▶ _Data to use_
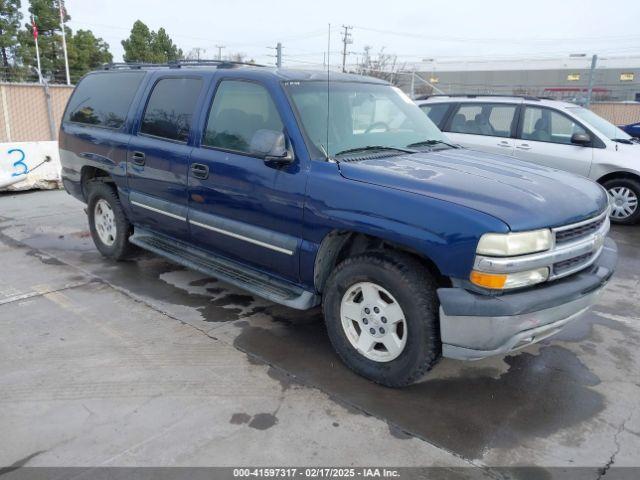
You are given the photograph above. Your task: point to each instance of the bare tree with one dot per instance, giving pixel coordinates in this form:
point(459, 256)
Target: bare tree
point(383, 65)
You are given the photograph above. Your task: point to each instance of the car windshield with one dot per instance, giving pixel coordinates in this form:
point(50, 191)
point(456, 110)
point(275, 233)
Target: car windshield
point(361, 116)
point(603, 126)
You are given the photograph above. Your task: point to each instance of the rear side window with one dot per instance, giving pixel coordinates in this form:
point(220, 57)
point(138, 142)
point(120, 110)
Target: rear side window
point(103, 99)
point(545, 125)
point(240, 113)
point(484, 119)
point(436, 111)
point(171, 107)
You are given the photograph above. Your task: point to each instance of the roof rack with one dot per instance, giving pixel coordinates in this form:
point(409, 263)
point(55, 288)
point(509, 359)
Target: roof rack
point(476, 95)
point(178, 64)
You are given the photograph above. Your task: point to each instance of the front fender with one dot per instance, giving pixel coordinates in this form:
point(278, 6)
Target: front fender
point(445, 233)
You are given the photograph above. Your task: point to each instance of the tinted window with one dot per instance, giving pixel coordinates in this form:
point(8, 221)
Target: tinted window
point(545, 125)
point(240, 111)
point(171, 107)
point(436, 111)
point(484, 119)
point(103, 99)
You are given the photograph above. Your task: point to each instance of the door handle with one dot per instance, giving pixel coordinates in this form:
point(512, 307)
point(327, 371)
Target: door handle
point(199, 170)
point(138, 158)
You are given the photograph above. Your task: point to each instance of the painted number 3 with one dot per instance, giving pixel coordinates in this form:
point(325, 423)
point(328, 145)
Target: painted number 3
point(21, 168)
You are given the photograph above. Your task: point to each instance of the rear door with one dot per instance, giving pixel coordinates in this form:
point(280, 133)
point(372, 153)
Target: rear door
point(241, 206)
point(545, 139)
point(158, 154)
point(488, 127)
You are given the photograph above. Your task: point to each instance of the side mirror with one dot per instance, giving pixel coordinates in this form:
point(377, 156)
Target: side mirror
point(581, 139)
point(272, 146)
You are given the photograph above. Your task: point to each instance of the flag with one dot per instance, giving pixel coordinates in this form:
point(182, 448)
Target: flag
point(34, 27)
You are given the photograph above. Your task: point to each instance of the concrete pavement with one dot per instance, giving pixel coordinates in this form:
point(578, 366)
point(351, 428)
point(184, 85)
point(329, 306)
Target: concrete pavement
point(146, 363)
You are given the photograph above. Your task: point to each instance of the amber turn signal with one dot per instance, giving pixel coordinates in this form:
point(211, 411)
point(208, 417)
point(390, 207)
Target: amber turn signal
point(488, 280)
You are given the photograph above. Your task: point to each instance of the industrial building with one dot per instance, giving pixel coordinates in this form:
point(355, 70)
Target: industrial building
point(616, 79)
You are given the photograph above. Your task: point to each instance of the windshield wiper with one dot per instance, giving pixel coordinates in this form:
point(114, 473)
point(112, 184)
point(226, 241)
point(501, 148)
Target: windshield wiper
point(430, 143)
point(374, 147)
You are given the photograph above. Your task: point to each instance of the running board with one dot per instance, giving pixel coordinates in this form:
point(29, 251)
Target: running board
point(226, 270)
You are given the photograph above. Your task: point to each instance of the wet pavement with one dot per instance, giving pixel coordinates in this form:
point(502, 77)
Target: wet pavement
point(570, 400)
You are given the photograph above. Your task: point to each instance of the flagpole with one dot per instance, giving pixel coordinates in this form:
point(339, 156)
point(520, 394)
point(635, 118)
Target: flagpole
point(64, 43)
point(35, 37)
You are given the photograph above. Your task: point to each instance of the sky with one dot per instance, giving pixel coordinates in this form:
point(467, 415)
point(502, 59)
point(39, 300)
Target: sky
point(414, 30)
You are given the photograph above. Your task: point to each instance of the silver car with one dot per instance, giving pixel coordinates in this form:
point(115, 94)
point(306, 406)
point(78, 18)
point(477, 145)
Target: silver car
point(556, 134)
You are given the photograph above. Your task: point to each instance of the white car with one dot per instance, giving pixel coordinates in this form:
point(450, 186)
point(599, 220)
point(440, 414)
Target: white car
point(556, 134)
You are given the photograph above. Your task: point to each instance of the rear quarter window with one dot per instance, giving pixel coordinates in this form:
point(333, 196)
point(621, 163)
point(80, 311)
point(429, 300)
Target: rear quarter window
point(103, 99)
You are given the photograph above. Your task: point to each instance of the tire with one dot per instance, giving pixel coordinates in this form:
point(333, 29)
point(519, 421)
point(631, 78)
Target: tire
point(409, 284)
point(113, 244)
point(623, 190)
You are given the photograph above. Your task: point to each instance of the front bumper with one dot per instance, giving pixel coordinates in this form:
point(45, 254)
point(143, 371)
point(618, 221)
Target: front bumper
point(475, 326)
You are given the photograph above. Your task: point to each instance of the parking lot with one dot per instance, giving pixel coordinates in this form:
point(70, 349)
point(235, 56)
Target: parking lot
point(146, 363)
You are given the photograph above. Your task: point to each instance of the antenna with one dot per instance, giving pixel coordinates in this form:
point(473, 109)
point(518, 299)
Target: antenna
point(328, 102)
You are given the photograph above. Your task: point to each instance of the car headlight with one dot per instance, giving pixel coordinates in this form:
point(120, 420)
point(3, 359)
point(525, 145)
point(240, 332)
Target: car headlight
point(512, 244)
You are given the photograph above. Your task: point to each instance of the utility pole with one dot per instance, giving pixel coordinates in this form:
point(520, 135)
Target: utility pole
point(594, 62)
point(220, 47)
point(64, 41)
point(279, 55)
point(34, 28)
point(346, 40)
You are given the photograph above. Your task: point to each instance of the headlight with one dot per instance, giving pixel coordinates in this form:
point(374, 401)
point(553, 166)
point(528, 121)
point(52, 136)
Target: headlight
point(511, 244)
point(503, 281)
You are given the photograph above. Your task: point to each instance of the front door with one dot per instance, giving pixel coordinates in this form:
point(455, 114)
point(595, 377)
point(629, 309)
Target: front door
point(545, 139)
point(158, 156)
point(239, 205)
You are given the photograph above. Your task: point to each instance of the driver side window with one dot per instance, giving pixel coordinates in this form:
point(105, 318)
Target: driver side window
point(241, 117)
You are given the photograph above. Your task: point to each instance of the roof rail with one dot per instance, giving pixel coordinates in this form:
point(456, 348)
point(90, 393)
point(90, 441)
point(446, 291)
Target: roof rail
point(177, 64)
point(476, 95)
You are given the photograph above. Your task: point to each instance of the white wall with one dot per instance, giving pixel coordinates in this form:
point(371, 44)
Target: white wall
point(19, 168)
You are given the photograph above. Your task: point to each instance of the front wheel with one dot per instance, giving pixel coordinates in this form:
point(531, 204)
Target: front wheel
point(624, 194)
point(382, 317)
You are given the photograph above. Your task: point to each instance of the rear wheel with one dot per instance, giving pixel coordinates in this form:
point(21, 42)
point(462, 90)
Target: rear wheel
point(624, 194)
point(382, 318)
point(109, 226)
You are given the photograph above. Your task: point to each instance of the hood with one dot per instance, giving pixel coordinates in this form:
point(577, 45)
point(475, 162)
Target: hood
point(523, 195)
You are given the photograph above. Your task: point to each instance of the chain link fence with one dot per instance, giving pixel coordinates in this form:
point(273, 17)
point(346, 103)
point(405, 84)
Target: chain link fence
point(31, 112)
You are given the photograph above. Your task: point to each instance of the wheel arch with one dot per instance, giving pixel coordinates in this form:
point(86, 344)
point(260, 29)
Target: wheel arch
point(89, 173)
point(618, 174)
point(338, 245)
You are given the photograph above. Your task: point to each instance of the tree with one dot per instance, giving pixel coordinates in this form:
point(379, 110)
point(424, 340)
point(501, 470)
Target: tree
point(384, 65)
point(147, 46)
point(164, 48)
point(10, 17)
point(47, 17)
point(86, 52)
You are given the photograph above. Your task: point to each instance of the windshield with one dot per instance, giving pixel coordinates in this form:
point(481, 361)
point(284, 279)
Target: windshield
point(603, 126)
point(361, 115)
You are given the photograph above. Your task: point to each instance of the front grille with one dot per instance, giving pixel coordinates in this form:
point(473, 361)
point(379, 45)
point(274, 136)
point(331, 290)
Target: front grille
point(566, 265)
point(578, 232)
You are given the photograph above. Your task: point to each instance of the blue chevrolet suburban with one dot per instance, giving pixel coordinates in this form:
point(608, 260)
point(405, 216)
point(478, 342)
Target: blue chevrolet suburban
point(308, 189)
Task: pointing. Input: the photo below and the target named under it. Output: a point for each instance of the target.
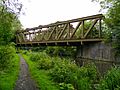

▶ _Action item_
Output the material above exactly, but only from the line that carries "point(502, 77)" through the line that carries "the front bumper".

▶ _Response to this task_
point(502, 77)
Target: wet pavement
point(570, 400)
You are given the photograph above. Your task: point to each instance of the flagpole with one dot per instance, giving pixel coordinates in this form:
point(339, 156)
point(520, 394)
point(635, 118)
Target: flagpole
point(64, 43)
point(35, 37)
You are given the photograph above. Your task: point to each instance of the sky with one dot per instance, giving pixel coordinates in this form:
point(467, 415)
point(502, 59)
point(39, 300)
Target: sky
point(414, 30)
You are given the photograph above. Your task: point to each instance of the silver car with one dot per instance, giving pixel coordinates in this form:
point(115, 94)
point(306, 406)
point(78, 18)
point(477, 145)
Target: silver car
point(556, 134)
You are given the photograph above. Your task: point to each instance of the white car with one dot per instance, giving pixel coordinates in this form:
point(450, 186)
point(599, 220)
point(440, 414)
Target: white car
point(556, 134)
You are given the photograph above. Your task: point to each instance of the rear quarter window with one dot per instance, giving pixel coordinates in this form:
point(333, 196)
point(621, 163)
point(80, 311)
point(429, 300)
Target: rear quarter window
point(103, 99)
You are given the photograph above. Your task: point to each instance of the tire with one dot per instance, giving pixel coordinates in this form:
point(333, 29)
point(519, 421)
point(631, 78)
Target: tire
point(409, 284)
point(113, 244)
point(623, 190)
You are given the photograph above. Your task: point to each instance of the front bumper with one dot per instance, giving pixel coordinates in this form:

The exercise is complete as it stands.